──────── RECORD LIST
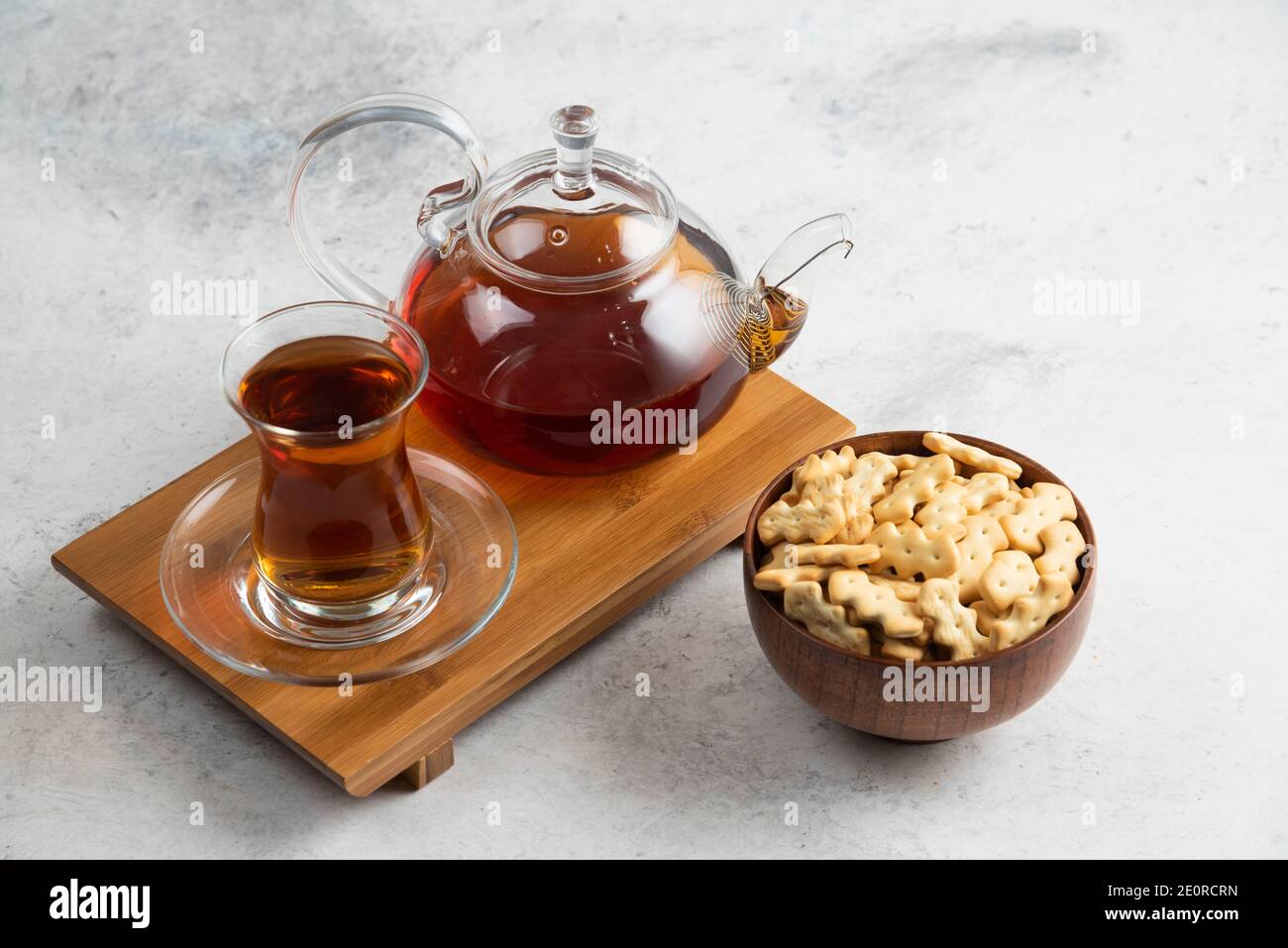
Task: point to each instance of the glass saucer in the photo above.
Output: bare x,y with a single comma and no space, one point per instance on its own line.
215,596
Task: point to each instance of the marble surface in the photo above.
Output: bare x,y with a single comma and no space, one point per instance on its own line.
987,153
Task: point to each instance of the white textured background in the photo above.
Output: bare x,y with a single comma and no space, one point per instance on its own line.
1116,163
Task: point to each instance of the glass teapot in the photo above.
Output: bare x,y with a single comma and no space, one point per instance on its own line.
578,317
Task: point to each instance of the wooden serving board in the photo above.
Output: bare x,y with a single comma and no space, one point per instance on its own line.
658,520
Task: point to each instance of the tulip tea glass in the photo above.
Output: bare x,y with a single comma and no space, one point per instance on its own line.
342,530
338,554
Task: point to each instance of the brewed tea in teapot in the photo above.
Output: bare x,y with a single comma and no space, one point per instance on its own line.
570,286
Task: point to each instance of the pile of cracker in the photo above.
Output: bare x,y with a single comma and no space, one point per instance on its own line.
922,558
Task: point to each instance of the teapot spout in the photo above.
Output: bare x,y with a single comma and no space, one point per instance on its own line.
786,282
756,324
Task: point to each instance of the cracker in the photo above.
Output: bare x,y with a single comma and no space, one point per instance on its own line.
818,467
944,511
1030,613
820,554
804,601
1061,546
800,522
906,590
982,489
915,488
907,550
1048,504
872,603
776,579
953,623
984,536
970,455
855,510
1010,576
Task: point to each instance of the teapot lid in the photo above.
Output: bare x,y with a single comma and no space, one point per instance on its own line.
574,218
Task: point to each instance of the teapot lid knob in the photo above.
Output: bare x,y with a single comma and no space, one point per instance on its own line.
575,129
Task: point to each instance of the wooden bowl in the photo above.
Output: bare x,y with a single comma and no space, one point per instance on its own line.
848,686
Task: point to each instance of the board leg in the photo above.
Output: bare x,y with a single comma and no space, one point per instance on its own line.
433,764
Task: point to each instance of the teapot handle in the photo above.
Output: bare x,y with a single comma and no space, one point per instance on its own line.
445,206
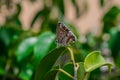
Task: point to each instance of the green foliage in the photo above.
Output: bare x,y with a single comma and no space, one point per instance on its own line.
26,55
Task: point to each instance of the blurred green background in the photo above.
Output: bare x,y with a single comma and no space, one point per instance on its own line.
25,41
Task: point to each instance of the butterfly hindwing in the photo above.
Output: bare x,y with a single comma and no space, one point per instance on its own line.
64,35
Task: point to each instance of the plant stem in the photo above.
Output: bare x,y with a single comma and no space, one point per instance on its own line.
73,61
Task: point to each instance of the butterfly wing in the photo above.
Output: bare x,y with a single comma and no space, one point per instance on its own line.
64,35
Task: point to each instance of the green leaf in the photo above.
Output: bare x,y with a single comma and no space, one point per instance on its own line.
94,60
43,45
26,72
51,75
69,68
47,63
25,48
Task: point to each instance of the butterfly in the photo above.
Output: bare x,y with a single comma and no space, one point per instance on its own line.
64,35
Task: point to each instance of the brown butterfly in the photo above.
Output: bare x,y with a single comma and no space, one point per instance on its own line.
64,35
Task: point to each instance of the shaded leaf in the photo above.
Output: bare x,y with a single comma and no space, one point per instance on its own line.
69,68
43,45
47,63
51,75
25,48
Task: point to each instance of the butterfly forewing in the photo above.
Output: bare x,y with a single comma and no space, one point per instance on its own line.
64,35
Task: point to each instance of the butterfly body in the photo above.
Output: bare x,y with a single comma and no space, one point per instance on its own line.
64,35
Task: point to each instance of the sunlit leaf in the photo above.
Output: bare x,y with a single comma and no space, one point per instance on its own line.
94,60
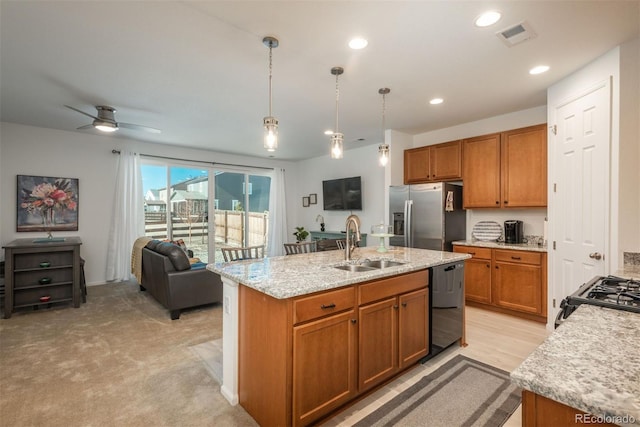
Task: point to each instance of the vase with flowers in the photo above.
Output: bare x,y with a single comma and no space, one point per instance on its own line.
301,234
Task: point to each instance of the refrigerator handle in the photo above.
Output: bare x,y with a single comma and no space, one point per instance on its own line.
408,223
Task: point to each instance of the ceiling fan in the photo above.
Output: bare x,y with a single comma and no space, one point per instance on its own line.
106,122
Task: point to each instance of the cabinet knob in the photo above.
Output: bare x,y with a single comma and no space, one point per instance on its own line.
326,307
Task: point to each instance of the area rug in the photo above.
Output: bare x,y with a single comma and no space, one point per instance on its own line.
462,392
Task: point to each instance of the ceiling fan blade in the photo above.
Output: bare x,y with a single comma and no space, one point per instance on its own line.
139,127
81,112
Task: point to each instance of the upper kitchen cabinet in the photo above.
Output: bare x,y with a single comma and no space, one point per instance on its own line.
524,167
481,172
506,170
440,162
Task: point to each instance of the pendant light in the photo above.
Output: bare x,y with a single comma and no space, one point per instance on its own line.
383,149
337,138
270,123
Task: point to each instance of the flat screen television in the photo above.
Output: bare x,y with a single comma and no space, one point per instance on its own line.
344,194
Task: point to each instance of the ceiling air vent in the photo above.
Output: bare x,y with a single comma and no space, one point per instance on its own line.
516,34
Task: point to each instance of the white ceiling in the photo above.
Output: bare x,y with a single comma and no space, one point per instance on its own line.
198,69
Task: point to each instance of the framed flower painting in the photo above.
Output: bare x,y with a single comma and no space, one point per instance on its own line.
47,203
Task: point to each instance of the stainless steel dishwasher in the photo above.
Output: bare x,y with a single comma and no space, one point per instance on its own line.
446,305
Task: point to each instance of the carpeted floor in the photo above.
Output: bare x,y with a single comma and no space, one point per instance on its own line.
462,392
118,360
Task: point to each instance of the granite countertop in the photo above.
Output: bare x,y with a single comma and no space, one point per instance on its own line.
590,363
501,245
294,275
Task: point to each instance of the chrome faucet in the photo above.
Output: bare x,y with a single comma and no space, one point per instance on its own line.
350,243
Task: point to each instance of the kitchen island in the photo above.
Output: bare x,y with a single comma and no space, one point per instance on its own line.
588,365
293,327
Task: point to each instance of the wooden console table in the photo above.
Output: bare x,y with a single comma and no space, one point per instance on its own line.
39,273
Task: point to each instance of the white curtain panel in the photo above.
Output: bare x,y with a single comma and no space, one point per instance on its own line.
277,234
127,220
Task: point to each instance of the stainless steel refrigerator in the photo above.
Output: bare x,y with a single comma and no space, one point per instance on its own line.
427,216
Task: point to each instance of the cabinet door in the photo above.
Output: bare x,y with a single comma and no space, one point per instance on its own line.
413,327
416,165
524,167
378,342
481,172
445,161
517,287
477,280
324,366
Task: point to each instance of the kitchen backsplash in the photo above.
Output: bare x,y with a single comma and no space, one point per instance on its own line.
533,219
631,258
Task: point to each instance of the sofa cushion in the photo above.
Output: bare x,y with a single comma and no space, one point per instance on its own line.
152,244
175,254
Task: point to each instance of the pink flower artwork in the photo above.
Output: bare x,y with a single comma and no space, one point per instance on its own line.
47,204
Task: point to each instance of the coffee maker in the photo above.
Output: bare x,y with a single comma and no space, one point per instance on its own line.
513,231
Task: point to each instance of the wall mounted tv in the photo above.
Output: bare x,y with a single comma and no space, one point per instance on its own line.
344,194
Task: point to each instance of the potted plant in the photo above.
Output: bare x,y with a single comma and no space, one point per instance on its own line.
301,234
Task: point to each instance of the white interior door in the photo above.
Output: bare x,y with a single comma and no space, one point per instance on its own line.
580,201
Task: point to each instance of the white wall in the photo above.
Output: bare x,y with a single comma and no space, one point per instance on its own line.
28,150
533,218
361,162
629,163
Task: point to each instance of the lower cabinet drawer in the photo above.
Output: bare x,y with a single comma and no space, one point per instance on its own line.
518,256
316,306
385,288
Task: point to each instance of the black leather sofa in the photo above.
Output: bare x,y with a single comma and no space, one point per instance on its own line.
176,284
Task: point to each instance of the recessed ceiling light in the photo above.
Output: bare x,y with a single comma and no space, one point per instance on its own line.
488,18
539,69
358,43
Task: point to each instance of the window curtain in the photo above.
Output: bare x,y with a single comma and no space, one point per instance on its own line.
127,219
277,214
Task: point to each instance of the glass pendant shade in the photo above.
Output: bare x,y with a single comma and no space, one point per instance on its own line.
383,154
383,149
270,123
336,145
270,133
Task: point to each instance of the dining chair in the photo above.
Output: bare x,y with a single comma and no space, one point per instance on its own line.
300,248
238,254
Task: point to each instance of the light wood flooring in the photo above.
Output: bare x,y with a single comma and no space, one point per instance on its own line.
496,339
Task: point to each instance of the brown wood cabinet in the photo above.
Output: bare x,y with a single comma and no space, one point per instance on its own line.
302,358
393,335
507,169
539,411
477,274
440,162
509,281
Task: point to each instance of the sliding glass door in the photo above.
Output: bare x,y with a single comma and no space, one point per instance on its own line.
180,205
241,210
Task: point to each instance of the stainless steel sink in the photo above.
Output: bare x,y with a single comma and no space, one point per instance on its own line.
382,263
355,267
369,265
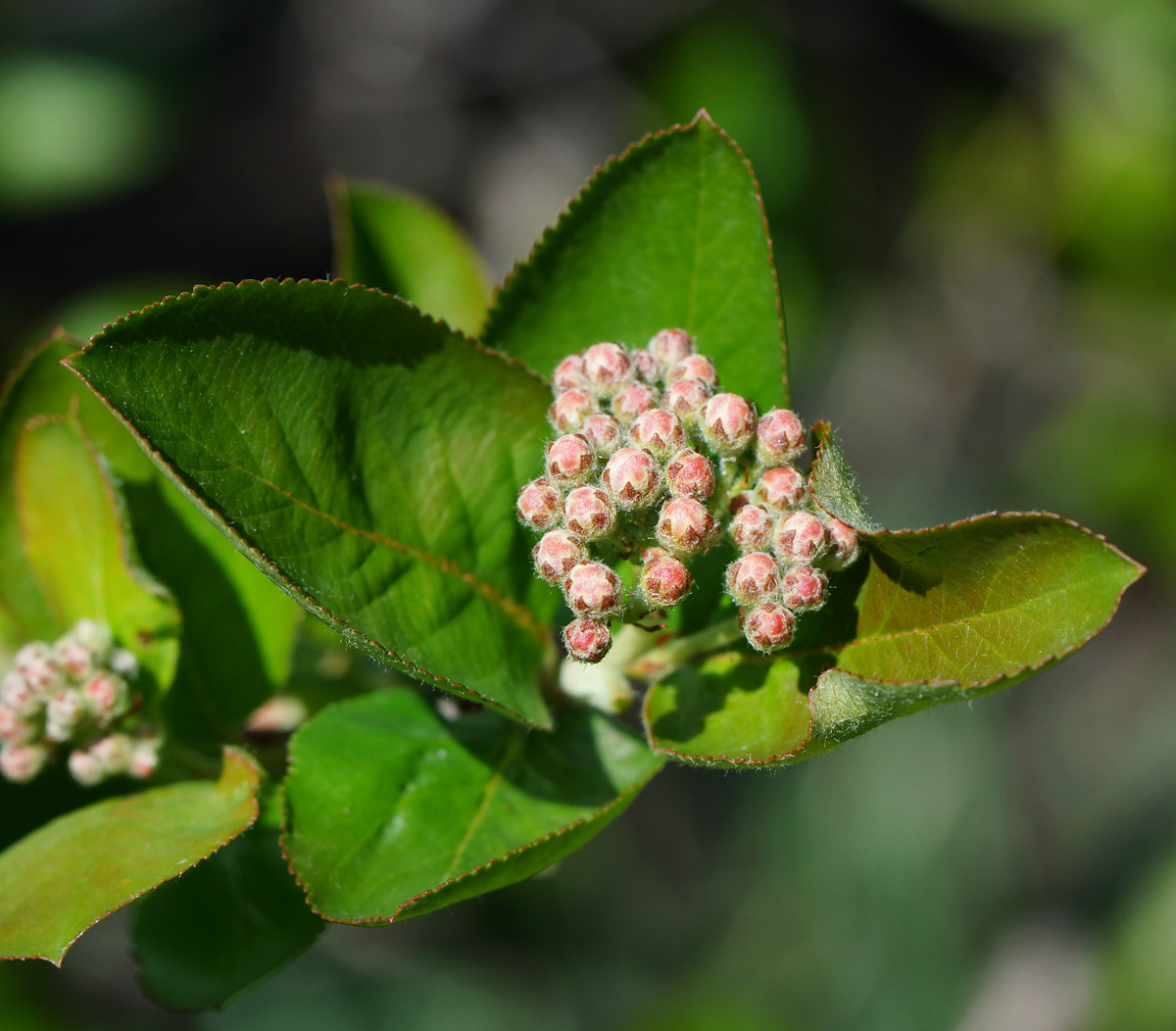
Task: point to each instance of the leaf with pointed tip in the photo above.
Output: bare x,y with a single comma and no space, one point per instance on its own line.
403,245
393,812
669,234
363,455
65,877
────────────────
## PROBLEM TO SOLVE
Leave out each picture and extract the lines from the one containing "Task: point to each instance of the dining" through the end of the records above, inclusive, exactly as they stand.

## EXPECTED OUTPUT
Task: point to each instance of the dining chair in the photo above.
Output: bare x,y with a single comma and no space, one point per instance on its own line.
300,248
238,254
Task: point to each instance of the light wood flooring in the photo above.
Output: bare x,y with a single comma and no space, one point per instance on its own line.
496,339
Task: point to each instance of the brown wood cabinet in the photo above.
Output: bare x,y with a single comma and no space, one point per instance on its own line.
302,358
393,335
507,169
539,411
477,274
440,162
509,281
Task: point to each instance of the sliding glass door in the photo above.
Output: bare x,y with a single comma and no space, one point per instance on its own line.
180,205
241,210
Task: point to each instance of the stainless steel sink in the photo above.
Output: bare x,y with a single comma and no space, one point per instance on its own line.
382,263
355,267
369,265
Task: point to each instance of the leaf with pointed tip in the photo above.
Output: bare x,y with a single comma and no space, one point per instance on its own line.
403,245
393,812
669,234
363,455
65,877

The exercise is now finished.